EXCERPTED TEXT ::
────────

Q: Sir, you started off by renting residential. Given the state of the modern residential real estate economy, do you think buying and renting residential is still a good (viable?) strategy for someone new to real estate with little cash but good credit?
A: A lot depends on your alternatives, motivation, abilities, attitudes, and circumstances!
– If you buy right (price, location, financing, timing),
– If you have or are willing to develop the skills to create sweat equity (fix up/re-position, market better etc.),
– And the willingness/energy/curiosity/mindset to take the time to read/learn about all knowledge areas that impact your investment from maintenance (plumbing, electrical, a/c, construction/development, codes) to legal, finance, taxes, accounting, marketing etc.
Then entrepreneurially managed real estate will generally outperform passive investments over the long haul, certainly more than if you spent the same time surfing the internet, watching TV, or at happy hour.
It won’t be easy (if it were, everyone would be doing it and/or it would’ve already been done) but most of the time it will be interesting and even fun and it is very energizing to watch your nest egg grow.

────────

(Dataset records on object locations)
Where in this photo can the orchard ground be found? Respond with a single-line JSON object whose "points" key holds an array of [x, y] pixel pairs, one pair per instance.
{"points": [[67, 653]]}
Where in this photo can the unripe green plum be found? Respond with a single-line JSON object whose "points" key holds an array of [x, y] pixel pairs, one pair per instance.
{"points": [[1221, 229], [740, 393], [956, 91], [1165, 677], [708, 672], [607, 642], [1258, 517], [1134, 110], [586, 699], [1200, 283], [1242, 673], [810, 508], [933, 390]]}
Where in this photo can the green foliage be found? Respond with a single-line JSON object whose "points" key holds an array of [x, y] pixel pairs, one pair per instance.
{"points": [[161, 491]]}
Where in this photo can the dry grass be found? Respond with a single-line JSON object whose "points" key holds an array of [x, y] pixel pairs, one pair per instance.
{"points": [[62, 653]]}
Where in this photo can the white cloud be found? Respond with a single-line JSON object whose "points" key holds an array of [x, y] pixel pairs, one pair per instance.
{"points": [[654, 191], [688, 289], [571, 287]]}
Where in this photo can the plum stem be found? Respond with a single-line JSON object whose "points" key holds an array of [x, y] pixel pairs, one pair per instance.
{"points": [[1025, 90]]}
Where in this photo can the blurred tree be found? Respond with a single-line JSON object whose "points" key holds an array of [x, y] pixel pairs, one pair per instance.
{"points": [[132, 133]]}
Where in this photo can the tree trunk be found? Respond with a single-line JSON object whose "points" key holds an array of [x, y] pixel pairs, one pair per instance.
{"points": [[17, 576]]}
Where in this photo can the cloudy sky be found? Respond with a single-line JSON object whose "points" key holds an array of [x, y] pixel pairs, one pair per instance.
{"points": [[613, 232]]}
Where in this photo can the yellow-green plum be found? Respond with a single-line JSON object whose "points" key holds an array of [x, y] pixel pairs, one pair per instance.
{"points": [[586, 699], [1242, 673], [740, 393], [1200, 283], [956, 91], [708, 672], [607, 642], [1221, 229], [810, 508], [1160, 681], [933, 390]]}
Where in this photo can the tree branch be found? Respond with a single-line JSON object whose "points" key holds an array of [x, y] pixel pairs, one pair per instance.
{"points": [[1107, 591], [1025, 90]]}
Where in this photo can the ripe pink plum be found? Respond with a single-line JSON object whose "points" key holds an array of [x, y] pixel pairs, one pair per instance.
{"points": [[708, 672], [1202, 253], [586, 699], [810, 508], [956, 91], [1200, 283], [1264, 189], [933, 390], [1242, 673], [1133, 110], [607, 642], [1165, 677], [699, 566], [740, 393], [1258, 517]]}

────────

AIM OF THE EXERCISE :: In the real estate question-and-answer text, what does entrepreneurially managed real estate generally outperform over the long haul?

RESPONSE TO THIS EXERCISE :: Passive investments.